Qué entregar →
Reproduce todos los registros que aparecen a continuación, sin alterar una sola letra.

Registros proporcionados →
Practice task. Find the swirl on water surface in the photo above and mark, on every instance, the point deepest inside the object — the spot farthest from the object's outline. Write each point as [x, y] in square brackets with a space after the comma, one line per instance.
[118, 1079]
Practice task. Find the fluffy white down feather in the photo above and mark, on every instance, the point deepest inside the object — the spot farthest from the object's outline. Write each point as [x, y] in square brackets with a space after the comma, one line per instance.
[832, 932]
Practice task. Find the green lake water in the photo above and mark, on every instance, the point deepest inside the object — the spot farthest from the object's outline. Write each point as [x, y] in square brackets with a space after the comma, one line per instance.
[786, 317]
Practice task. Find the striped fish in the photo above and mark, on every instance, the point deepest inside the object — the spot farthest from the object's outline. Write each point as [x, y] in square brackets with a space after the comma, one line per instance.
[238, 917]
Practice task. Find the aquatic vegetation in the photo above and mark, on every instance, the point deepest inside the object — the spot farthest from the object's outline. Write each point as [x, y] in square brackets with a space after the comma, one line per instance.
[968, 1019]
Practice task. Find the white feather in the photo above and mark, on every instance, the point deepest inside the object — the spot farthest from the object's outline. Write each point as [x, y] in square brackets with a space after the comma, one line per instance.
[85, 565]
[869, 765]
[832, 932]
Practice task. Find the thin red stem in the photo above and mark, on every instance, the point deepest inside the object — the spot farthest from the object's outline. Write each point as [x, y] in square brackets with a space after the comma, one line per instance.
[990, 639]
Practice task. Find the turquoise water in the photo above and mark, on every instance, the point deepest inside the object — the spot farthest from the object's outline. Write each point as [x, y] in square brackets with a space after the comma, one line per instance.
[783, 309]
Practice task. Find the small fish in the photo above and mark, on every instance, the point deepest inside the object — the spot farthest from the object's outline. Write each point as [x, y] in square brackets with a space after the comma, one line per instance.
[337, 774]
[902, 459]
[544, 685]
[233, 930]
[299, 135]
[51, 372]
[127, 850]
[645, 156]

Respuesta →
Practice task. Find the swirl on water surface in the photo above and mark, on every instance, the point deepest inside the object — the spot farthest from the object's outline. Write each point as [x, y] in square brackets with a space after the comma, one line per instance.
[118, 1079]
Practice task. Find the fluffy white down feather in the photo above and mark, on every instance, the point deepest inside the object — the spot farthest from the object's outline. Write each point as [x, y] in square brackets with a space after the comma, one line per instance.
[832, 932]
Practice task. Find the green lake water in the photo above and mark, on every instance, the point deepest inside the object — the spot farthest from the object's outline. Write each point as [x, y] in square brackets with a space after the comma, one line per instance.
[786, 317]
Practice task. Find the striped fish in the photo above and mark, on every instance, the point deepest inside the object — the spot farthest from the object's outline. Write each point as [x, y] in square brackets with a space after the comma, one line per instance.
[238, 917]
Practice task. Find the aquatic vegetation in the photo above and mark, on every instance, the point deepest inside the object — the spot farthest from the object's outline. Write each point as [x, y] in square brackets with a space after the comma, one line per instance.
[968, 1019]
Practice task. Find the white feather in the photo above and mark, on every instance, the point deepest inside the object — the spot farthest from the object's outline. Write each point as [x, y] in square brackets with a space after the comma, one line per instance.
[85, 565]
[869, 765]
[832, 932]
Practice task. Find the thin red stem in the photo above and mark, on every instance, the point deepest inside the object — the spot farthest from the object's outline. Write each point as [x, y] in square brackets with a space after the comma, one line per instance.
[990, 639]
Practice task. Find the turquoise water in the photo above and mark, on every instance, the point deepest inside the object — the spot farthest from the object's outline. Write each point as [x, y] in square brackets with a space after the comma, one line per instance.
[783, 309]
Practice task. Find the small fish in the photo above and mark, on every instance, the point deepest inside the object — the spot farthest from the object's outline. Write each point as [x, y] in square brackets with a space after the comma, one line per instance.
[337, 774]
[902, 459]
[544, 685]
[233, 930]
[299, 135]
[51, 372]
[127, 850]
[645, 156]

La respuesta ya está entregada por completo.